WHAT THIS TASK INVOLVES
The answer should match the records character for character.

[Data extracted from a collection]
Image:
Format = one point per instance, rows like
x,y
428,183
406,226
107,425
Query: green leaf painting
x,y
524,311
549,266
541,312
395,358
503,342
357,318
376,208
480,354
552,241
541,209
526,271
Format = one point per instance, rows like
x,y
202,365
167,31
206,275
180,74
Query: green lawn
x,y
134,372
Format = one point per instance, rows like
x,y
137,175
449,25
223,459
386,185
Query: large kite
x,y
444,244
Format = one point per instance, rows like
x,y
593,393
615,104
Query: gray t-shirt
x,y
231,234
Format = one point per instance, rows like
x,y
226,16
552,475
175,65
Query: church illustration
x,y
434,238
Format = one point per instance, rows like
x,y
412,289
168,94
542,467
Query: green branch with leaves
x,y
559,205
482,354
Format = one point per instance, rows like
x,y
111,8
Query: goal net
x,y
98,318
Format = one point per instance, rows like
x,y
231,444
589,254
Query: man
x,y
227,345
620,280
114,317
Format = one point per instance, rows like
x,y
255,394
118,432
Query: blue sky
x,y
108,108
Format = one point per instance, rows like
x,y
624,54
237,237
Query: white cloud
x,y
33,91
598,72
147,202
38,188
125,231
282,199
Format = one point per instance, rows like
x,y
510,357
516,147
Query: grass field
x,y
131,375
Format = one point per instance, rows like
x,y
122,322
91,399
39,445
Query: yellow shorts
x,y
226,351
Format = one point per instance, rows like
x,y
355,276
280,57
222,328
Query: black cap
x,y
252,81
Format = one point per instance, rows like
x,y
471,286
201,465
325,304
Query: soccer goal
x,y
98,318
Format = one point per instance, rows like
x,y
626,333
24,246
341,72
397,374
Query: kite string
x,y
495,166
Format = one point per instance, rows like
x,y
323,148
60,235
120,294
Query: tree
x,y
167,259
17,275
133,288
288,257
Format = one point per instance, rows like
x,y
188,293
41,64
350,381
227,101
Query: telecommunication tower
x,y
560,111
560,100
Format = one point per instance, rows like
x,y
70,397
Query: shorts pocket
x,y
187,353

TASK SOLUTION
Image:
Format = one point per instance, rows like
x,y
428,183
406,226
107,425
Query: green leaf painting
x,y
524,311
549,266
541,312
395,358
503,342
357,318
376,208
480,354
552,241
541,209
526,271
Format = one point per instance, rows like
x,y
202,365
167,31
206,275
180,74
Query: green lawn
x,y
134,372
Format = one point per instance, rows like
x,y
137,175
449,25
223,459
386,185
Query: large kite
x,y
444,244
Format = one point per instance, rows like
x,y
593,393
615,104
Query: gray t-shirt
x,y
231,234
Format = one point per instance, rows like
x,y
226,16
552,475
175,65
Query: church illustration
x,y
434,238
Format = one point per instance, rows like
x,y
412,289
168,94
542,467
Query: green branch with leaves
x,y
559,205
482,354
Format = one point per instance, rows like
x,y
111,8
Query: goal net
x,y
98,318
Format = one point per instance, rows like
x,y
231,444
589,254
Query: man
x,y
227,345
620,280
114,317
Format = one point per instance, rows like
x,y
255,394
118,432
Query: blue sky
x,y
108,108
Format = one point per instance, rows like
x,y
624,54
237,237
Query: white cloud
x,y
33,91
598,72
147,202
38,188
125,231
282,199
Format = one point per instance, rows like
x,y
510,357
516,147
Query: grass field
x,y
131,375
Format = one point per instance, rows like
x,y
122,322
91,399
39,445
Query: yellow shorts
x,y
226,351
Format = one point per instance, rows like
x,y
355,276
280,57
222,328
Query: black cap
x,y
252,81
Format = one point per instance, rows like
x,y
471,286
201,465
325,304
Query: soccer goal
x,y
98,318
Format = one point per instance, rows like
x,y
626,333
24,246
341,72
397,374
Query: kite string
x,y
495,166
Format = one point per instance, rows like
x,y
323,148
60,235
120,294
Query: tree
x,y
167,259
17,275
133,288
288,257
Format = one point per instance, rows like
x,y
188,293
41,64
350,381
227,101
Query: telecommunication tower
x,y
560,111
560,100
Format = one point per instance, rows like
x,y
70,397
Query: shorts pocket
x,y
187,353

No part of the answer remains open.